Wherever "every" appears in a line of the listing, that line should be returned.

RECORDS FOR THE TASK.
####################
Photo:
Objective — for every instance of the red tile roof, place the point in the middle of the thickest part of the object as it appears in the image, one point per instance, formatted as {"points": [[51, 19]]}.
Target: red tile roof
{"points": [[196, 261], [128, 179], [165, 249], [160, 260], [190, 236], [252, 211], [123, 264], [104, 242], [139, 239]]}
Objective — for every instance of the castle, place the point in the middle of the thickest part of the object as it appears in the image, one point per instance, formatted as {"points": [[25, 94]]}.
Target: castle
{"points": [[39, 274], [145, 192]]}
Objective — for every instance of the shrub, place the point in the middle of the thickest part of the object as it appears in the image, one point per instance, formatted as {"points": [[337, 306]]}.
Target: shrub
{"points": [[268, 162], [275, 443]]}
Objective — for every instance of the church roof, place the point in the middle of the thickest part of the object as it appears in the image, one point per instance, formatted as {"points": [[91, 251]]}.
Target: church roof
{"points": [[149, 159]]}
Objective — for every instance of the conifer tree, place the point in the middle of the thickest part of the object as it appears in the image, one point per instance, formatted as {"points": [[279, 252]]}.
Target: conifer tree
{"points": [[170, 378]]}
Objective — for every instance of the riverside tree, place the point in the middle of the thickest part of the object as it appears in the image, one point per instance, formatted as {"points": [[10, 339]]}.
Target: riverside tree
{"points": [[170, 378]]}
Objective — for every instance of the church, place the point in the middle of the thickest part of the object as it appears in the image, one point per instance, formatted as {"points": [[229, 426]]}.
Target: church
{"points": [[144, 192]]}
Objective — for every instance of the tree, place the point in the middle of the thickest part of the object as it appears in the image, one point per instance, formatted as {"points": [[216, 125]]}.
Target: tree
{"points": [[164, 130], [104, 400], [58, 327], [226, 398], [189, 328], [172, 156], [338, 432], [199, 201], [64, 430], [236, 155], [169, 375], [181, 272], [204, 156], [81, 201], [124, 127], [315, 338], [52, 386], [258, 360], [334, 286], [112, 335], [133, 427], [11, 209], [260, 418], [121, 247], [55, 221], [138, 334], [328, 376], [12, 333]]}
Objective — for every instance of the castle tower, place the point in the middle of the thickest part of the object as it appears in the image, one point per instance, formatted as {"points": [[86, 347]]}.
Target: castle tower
####################
EXERCISE OUTPUT.
Objective — for every instance of the red tile roof, place the point in the middle of the thickest part of the object as it appears in the image, one point per instance, formatted as {"points": [[51, 19]]}.
Objective — for every instance of the castle, place the point in the middle of the thickest part of the object as it appears in the image, one point per instance, formatted as {"points": [[25, 94]]}.
Objective — for every instance of the shrub, place the point in the middle of the thickest part of the object as it appears in the image, one point per instance, formatted as {"points": [[337, 306]]}.
Objective — for every instance of the church roof, place the point in the middle of the thickest part of the object as it appears in the image, one point per instance, formatted as {"points": [[91, 251]]}.
Objective — for every instance of the conifer tree, place the point in the middle of the thickest part of the object as it appears in the image, one point per instance, formatted as {"points": [[279, 252]]}.
Objective — for every instance of the riverside tree, place the point in the middle of the thickest part of the object as it appears in the image, one point per instance, formatted as {"points": [[10, 339]]}.
Objective — for every instance of the church, place the point in the middle of the thickest part of the object as it appears in the image, one point per instance, formatted as {"points": [[229, 426]]}.
Objective — for every instance of the tree, place the point in the middle of the thickest part of the object as it appears in the image, one point per instance, formatted as {"points": [[216, 125]]}.
Objective — for every instance of the castle tower, place the point in the middle of the thickest part of the object as it appears in the image, one point per instance, formatted as {"points": [[86, 347]]}.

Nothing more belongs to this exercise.